┌──

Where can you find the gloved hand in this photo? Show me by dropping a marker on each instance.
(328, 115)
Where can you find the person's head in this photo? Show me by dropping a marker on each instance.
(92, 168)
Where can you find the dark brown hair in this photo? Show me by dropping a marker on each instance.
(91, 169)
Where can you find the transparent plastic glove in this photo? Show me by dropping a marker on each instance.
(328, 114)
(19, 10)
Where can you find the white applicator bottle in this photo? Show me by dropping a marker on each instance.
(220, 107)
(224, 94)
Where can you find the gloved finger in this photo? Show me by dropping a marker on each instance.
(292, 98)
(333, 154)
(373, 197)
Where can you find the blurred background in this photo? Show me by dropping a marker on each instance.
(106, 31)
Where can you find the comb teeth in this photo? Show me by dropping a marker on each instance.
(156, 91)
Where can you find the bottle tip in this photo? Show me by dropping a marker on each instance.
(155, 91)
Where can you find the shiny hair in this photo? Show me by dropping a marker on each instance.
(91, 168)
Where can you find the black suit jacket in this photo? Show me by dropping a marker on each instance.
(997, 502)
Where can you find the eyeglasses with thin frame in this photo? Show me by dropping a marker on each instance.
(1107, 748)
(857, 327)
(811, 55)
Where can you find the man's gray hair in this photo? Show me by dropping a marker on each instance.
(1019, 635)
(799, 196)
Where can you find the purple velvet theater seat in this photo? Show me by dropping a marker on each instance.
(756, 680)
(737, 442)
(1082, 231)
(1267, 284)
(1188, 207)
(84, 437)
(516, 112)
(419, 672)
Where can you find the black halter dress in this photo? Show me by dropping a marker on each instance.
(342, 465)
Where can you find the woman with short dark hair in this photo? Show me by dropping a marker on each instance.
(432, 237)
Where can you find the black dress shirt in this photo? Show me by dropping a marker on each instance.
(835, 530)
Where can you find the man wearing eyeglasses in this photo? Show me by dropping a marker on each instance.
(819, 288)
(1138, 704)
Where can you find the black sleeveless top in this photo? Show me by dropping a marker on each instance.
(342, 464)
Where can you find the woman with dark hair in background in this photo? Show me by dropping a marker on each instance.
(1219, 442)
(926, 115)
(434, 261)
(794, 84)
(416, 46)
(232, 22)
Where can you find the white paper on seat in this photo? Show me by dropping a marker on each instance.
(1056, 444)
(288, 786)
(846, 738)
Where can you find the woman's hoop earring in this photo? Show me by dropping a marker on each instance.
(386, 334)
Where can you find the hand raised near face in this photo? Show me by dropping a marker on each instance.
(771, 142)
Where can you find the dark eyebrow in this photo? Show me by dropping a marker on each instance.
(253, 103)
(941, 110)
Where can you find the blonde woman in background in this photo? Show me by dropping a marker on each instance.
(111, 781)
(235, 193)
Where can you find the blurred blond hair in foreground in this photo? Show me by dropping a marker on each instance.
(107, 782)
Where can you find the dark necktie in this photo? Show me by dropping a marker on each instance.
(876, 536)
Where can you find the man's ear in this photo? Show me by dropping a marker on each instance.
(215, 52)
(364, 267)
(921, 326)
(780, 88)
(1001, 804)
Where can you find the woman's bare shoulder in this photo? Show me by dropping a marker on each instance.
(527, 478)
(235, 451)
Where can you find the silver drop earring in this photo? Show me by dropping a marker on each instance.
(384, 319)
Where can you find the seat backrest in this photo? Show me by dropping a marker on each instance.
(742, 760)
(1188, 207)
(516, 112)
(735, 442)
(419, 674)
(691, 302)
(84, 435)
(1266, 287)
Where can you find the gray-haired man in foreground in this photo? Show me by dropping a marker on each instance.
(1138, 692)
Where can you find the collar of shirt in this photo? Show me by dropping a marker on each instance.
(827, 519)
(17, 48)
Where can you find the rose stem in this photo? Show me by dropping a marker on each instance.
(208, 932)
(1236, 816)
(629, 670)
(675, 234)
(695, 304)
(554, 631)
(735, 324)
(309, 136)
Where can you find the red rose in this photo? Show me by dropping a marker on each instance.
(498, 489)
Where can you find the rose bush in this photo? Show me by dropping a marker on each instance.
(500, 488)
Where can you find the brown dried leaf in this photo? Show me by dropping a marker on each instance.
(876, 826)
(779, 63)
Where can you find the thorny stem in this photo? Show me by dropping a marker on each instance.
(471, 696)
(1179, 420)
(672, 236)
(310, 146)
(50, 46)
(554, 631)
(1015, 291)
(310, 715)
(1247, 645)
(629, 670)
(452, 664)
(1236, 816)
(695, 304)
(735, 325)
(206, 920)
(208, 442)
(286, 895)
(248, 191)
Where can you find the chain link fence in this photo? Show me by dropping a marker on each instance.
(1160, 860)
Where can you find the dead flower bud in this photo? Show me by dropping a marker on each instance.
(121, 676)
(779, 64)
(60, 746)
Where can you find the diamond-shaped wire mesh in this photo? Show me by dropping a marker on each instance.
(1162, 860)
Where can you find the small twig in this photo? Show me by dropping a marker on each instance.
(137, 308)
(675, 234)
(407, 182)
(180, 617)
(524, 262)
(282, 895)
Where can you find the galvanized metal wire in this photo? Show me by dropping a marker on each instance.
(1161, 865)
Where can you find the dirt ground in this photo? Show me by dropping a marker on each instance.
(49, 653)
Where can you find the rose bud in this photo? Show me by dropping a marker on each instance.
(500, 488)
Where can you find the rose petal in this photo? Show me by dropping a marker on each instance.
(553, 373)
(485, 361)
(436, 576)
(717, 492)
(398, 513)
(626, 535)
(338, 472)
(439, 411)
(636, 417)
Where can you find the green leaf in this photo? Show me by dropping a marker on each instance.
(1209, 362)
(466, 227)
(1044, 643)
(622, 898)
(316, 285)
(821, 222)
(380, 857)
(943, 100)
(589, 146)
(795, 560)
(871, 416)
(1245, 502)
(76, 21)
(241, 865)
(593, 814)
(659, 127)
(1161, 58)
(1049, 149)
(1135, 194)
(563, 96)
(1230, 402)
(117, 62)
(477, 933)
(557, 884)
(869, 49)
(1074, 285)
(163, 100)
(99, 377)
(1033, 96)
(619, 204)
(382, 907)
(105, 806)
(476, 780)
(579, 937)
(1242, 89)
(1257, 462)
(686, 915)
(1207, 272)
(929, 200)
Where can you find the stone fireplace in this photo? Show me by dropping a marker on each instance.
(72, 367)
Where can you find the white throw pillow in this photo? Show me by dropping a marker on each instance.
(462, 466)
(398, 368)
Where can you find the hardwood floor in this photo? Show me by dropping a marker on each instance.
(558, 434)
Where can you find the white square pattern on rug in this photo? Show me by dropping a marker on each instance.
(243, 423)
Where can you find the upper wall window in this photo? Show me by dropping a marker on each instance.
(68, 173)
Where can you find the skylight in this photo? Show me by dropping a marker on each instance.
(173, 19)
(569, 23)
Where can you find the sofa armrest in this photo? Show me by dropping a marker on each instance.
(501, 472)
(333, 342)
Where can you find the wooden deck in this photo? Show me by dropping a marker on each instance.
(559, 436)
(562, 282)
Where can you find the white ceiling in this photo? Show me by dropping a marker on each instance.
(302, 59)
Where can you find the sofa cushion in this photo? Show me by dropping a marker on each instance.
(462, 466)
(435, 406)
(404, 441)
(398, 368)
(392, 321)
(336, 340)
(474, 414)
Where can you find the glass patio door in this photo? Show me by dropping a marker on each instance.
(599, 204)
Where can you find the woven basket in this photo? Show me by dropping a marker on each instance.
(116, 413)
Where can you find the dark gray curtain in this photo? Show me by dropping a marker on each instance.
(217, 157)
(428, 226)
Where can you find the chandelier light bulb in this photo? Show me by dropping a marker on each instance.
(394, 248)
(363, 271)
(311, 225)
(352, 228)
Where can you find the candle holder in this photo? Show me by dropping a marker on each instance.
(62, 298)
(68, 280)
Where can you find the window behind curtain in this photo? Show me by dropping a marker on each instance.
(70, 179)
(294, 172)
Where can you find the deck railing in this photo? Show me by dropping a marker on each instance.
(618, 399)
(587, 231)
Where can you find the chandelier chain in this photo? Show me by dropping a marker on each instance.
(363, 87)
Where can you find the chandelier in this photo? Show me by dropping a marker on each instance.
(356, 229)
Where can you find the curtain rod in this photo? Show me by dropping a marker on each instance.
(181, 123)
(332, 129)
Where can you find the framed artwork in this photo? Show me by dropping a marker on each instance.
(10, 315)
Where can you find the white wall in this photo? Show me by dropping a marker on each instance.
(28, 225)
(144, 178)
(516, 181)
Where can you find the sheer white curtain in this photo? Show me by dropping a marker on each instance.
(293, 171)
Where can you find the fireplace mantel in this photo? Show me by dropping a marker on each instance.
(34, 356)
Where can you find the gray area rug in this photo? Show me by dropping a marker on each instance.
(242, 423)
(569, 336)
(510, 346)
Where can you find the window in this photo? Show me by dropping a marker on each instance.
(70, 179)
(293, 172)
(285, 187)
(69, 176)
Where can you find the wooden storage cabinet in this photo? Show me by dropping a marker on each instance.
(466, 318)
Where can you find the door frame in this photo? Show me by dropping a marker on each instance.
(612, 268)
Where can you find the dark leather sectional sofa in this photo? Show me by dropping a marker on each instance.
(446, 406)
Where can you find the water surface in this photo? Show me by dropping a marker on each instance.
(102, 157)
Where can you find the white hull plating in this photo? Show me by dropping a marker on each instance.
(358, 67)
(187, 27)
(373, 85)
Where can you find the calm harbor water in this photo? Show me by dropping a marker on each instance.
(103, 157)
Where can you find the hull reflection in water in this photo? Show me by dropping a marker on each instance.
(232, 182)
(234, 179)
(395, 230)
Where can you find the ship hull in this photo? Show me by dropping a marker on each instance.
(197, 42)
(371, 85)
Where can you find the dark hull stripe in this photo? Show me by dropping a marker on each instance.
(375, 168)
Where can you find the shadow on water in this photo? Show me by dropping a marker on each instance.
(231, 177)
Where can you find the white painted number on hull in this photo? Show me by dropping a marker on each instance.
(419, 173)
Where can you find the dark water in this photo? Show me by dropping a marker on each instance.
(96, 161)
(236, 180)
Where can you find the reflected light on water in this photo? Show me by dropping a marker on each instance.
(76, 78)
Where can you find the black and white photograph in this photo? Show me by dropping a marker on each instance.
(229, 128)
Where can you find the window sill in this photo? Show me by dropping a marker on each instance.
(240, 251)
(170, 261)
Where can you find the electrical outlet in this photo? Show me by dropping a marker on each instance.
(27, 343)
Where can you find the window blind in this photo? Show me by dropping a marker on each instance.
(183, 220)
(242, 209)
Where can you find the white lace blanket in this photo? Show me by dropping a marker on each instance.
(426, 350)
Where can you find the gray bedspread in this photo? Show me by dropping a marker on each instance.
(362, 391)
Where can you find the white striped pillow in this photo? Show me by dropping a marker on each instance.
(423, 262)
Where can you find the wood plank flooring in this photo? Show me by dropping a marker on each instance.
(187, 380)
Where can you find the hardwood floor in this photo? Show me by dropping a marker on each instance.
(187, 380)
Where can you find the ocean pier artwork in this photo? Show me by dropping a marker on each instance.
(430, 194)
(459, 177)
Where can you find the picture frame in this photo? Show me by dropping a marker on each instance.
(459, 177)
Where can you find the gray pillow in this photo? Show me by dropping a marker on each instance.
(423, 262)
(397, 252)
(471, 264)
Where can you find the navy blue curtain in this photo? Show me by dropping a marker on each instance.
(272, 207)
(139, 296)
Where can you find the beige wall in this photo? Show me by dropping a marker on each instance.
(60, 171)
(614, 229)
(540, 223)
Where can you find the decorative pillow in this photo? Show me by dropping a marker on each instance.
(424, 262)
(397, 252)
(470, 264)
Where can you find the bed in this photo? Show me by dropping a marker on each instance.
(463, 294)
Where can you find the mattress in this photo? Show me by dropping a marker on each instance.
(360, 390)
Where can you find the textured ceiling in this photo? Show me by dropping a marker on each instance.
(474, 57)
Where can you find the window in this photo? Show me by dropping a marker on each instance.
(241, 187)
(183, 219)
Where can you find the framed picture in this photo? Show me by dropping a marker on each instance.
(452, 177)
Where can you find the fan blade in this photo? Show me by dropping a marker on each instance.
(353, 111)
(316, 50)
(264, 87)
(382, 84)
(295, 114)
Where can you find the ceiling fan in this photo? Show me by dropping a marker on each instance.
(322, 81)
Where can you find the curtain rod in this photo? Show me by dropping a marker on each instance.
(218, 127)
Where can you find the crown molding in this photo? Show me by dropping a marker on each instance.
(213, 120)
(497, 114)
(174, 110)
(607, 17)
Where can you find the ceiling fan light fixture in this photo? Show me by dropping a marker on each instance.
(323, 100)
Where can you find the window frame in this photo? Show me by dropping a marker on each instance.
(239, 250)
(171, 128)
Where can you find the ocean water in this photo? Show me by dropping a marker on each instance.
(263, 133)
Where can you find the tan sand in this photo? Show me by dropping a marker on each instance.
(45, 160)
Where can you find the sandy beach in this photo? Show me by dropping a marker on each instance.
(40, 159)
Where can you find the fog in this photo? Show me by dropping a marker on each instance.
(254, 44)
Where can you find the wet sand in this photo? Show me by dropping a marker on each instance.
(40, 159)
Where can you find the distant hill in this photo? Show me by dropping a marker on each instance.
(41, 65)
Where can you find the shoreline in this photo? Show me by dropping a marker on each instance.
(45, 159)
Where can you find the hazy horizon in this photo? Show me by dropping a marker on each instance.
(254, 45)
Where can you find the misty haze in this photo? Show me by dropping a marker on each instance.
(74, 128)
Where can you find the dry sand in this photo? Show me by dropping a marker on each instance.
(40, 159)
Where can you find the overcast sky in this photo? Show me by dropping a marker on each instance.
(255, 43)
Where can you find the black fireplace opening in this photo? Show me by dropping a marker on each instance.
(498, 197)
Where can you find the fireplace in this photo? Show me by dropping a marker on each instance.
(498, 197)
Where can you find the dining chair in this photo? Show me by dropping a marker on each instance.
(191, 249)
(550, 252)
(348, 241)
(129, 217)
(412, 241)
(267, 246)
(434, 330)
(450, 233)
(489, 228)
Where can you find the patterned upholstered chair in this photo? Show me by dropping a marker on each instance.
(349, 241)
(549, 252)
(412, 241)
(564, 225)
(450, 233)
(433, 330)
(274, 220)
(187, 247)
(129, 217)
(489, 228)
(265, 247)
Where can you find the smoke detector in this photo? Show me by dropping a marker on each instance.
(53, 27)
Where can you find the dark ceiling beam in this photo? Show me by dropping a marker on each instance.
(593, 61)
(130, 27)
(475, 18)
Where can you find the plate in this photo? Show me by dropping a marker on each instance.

└──

### Job
Reproduce word for word the lines from the first one through the line containing "(1138, 704)", both included.

### Complete output
Where can you find the gloved hand in this photo? Show me by dropping a marker on each instance.
(328, 115)
Where can you find the person's head in this photo? Show me by dropping a marker on each instance.
(92, 168)
Where can you find the dark brown hair in this photo? Show me by dropping a marker on each instance.
(91, 169)
Where can you find the transparent plastic glove in this photo? Show me by dropping a marker on each instance.
(328, 114)
(19, 10)
Where can you find the white applicator bottle in this photo? Show me by dropping a marker on each instance.
(220, 107)
(224, 94)
Where can you find the gloved finger in this photo? Show me by dropping a marker on each instance.
(292, 98)
(333, 154)
(373, 197)
Where can you find the blurred background in this photo? Show me by dropping a marker on each instance.
(106, 31)
Where can you find the comb teeth in this photo? Show me by dropping a marker on each instance.
(156, 91)
Where can you find the bottle tip in this photo? Show me by dropping a marker on each instance.
(155, 91)
Where can you find the shiny hair in this photo? Show me by dropping a marker on each instance.
(91, 168)
Where can you find the black suit jacket in this photo? Show me by dropping a marker on each instance.
(997, 502)
Where can you find the eyeglasses with thin frame in this photo? Show me by dropping a marker on each instance.
(1107, 748)
(857, 327)
(811, 55)
Where can you find the man's gray hair in this photo? Show me by dropping a marker on each instance.
(1019, 635)
(799, 196)
Where can you find the purple velvet theater seat in this photo? Show me by dropping a marker on each instance.
(756, 680)
(737, 442)
(1082, 231)
(1267, 284)
(1188, 207)
(84, 437)
(516, 112)
(419, 672)
Where can you find the black halter dress in this photo? Show me by dropping a marker on each instance.
(342, 465)
Where can you find the woman with short dark hair in this photo? Show me by dropping a marker on each instance.
(432, 237)
Where can you find the black dress shirt in this photo? Show me by dropping a marker on each instance.
(835, 530)
Where can you find the man wearing eyeglasses in this photo? Show me by dropping a marker on each instance.
(819, 288)
(1138, 704)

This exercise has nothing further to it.